Input material →
>>>

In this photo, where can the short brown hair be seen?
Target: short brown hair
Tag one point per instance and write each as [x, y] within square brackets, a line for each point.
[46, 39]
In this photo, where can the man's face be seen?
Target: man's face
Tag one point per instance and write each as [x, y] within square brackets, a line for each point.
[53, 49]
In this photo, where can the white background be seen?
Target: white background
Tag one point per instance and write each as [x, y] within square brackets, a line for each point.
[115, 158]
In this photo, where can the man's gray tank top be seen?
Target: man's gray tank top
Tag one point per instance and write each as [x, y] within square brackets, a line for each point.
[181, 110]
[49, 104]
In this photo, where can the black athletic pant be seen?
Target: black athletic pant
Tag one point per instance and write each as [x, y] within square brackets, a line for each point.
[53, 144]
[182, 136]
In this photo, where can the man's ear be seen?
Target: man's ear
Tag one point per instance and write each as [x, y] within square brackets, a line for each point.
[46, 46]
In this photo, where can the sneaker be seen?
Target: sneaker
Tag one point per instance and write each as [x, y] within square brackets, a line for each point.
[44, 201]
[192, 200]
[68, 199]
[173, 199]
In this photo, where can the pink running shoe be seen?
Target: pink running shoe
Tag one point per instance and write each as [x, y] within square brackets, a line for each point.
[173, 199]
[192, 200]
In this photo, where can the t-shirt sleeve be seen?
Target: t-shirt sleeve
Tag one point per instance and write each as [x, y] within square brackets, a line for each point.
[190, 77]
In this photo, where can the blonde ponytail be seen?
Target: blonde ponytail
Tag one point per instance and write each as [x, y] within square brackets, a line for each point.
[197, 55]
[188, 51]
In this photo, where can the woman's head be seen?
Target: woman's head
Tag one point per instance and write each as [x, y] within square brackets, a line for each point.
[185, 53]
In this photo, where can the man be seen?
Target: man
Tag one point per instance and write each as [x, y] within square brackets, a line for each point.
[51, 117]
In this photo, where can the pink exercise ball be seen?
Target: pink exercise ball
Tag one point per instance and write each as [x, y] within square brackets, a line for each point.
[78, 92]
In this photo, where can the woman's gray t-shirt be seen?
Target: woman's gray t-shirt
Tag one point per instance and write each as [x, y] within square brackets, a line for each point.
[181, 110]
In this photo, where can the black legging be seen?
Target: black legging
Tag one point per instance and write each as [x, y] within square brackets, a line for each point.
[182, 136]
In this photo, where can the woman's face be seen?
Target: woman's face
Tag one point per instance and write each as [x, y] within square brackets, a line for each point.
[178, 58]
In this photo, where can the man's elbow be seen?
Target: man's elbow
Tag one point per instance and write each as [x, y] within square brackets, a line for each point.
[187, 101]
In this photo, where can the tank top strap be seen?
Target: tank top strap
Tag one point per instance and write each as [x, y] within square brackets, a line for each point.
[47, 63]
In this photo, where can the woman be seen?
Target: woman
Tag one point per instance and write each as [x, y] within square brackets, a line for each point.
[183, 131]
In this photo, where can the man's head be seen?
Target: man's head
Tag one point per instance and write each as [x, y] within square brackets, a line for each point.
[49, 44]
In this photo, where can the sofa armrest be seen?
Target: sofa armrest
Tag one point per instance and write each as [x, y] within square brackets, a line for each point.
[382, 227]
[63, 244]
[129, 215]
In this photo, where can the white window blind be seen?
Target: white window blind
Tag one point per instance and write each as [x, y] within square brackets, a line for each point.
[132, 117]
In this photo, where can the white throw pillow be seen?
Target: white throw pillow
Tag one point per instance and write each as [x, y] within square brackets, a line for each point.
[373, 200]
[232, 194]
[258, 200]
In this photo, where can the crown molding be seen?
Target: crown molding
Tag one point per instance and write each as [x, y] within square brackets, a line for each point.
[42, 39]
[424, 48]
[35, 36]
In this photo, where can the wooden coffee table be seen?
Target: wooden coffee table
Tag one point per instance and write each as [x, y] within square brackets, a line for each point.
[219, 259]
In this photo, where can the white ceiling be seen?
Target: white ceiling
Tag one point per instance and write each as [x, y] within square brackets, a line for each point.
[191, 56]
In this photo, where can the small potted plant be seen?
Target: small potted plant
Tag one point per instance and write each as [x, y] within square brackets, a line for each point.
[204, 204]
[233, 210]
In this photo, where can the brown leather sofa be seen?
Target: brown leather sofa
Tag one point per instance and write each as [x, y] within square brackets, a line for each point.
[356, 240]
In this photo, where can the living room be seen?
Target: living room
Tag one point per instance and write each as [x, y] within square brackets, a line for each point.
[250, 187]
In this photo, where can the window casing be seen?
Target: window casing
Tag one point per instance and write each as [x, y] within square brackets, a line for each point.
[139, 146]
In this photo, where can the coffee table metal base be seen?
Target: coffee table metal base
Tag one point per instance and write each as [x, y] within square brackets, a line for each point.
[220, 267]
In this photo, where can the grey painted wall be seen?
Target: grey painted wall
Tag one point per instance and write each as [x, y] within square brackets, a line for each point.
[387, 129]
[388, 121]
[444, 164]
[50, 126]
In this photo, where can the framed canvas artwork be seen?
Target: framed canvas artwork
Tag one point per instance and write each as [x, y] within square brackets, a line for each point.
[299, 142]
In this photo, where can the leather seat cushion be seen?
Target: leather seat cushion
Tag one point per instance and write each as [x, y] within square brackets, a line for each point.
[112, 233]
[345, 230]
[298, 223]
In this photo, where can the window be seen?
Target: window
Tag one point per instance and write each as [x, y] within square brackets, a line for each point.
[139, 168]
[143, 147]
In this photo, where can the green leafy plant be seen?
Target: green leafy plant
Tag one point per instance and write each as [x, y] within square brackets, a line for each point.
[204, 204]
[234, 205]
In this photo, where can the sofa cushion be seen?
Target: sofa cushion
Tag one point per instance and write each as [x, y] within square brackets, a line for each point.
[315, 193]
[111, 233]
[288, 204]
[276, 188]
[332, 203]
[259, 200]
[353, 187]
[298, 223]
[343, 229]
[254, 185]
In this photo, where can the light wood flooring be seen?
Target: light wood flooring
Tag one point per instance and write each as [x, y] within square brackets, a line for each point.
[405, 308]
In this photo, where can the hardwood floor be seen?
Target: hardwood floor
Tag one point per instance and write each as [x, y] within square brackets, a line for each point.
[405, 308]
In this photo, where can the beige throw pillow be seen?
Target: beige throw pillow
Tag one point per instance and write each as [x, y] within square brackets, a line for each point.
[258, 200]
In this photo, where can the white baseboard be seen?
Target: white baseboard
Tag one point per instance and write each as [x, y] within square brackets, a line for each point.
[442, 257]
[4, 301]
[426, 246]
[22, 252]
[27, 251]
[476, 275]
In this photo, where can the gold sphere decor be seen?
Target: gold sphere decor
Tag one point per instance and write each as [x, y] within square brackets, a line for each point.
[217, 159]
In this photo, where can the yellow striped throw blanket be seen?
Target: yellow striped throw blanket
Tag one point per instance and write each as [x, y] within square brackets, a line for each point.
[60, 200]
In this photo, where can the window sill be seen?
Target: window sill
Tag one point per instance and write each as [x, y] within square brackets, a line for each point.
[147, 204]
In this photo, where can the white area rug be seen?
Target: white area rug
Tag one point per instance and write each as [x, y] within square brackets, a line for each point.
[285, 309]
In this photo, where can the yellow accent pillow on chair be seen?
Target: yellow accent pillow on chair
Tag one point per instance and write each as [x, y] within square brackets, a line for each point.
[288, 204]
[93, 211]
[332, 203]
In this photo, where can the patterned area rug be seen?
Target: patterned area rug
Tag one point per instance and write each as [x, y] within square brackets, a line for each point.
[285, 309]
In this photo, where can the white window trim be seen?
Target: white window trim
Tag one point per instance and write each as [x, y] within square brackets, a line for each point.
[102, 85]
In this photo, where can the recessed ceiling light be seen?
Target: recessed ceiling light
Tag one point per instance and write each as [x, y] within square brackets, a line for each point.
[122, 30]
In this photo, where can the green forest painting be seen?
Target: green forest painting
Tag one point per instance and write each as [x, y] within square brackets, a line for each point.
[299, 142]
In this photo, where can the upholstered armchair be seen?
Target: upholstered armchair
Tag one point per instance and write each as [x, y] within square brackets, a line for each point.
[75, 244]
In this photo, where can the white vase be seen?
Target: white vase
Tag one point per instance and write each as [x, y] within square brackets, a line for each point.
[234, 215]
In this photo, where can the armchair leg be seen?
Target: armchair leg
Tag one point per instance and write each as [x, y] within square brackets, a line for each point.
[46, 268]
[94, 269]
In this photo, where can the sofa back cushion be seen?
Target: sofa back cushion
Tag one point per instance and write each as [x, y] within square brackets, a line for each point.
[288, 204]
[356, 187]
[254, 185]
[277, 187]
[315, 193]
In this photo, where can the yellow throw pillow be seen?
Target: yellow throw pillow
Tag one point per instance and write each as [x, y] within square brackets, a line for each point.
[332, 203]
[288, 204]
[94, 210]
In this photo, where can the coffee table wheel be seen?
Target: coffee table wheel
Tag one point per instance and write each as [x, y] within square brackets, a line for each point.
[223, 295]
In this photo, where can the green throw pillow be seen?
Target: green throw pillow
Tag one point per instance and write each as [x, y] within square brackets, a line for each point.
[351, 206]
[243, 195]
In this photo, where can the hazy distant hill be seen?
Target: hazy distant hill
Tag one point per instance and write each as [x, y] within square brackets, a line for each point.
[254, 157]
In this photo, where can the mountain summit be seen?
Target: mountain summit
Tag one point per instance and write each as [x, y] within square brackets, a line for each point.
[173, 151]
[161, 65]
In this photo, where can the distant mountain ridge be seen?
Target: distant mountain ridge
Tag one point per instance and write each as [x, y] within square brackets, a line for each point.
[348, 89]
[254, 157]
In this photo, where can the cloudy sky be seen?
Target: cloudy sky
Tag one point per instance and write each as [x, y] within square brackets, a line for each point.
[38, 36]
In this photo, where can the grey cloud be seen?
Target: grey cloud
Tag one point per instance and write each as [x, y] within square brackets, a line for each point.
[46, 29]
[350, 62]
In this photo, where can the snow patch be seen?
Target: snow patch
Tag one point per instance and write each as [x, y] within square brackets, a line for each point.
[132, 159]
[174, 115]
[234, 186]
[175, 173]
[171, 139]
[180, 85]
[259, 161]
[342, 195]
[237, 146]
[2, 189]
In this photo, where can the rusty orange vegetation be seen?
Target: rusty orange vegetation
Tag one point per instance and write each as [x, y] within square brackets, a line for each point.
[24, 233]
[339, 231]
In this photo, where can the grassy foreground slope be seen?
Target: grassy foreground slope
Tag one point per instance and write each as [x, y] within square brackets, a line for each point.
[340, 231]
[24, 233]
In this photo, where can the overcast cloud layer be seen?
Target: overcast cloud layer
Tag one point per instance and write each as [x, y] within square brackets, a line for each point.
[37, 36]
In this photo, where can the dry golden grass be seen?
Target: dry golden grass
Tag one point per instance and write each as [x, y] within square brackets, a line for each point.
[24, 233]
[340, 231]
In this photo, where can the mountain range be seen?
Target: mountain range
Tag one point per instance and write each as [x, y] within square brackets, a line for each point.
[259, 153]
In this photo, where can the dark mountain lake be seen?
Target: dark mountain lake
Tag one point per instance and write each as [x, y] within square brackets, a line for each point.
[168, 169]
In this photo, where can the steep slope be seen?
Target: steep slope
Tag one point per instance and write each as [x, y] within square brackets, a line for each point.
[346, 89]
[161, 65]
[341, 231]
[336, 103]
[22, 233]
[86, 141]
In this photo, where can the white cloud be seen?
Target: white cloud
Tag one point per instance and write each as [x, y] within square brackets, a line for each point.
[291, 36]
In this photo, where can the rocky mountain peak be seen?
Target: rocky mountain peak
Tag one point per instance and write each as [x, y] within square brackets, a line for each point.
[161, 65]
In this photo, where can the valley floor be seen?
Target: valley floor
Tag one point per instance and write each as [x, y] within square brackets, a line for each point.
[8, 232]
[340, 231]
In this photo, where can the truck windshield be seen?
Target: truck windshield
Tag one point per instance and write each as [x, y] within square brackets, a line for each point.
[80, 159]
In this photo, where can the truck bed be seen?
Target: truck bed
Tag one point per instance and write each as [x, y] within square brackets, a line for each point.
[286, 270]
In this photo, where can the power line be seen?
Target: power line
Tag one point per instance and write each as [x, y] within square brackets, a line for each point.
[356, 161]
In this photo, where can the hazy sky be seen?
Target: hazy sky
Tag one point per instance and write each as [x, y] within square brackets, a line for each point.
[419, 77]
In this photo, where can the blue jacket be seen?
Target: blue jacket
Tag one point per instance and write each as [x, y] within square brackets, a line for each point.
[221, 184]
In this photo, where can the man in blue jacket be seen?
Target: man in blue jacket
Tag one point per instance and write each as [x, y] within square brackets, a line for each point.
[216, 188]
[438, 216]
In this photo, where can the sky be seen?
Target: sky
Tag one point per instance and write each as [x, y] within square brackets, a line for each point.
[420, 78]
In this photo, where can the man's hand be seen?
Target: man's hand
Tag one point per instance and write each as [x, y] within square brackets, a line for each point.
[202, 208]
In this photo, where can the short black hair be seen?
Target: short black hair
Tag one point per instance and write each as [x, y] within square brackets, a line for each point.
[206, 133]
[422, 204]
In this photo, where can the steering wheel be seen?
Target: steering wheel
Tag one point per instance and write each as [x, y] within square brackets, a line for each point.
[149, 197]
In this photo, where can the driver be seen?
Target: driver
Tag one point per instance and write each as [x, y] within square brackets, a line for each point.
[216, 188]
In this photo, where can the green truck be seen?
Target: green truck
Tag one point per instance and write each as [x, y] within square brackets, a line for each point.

<<<

Requirement →
Looking at the data above, write out exactly the lines that start at the one containing "Target: man's head" and end at the one containing "Target: wooden coffee table"; include both and nothing beyond.

Answer section →
Target: man's head
Tag one point per instance and write each as [x, y] within square brackets, a line for each point.
[49, 44]
In this photo, where can the sofa armrest be seen?
Target: sofa armrest
Tag one point per instance and write each as [x, y] within square brackets, a line for each point.
[382, 227]
[63, 244]
[129, 215]
In this photo, where can the white window blind be seen?
Target: white window blind
Tag one point per instance and write each as [x, y] within square brackets, a line for each point.
[132, 117]
In this photo, where can the white throw pillow be seen?
Target: white throw pillow
Tag one point per instance and write each as [x, y] within square brackets, a line for each point.
[373, 200]
[232, 194]
[258, 200]
In this photo, where can the crown molding be seen?
Target: crown molding
Tag one point per instance and write each as [x, y] within square brackets, a line for each point.
[42, 39]
[424, 48]
[35, 36]
In this photo, where can the wooden coffee table be seen?
Target: wooden coffee table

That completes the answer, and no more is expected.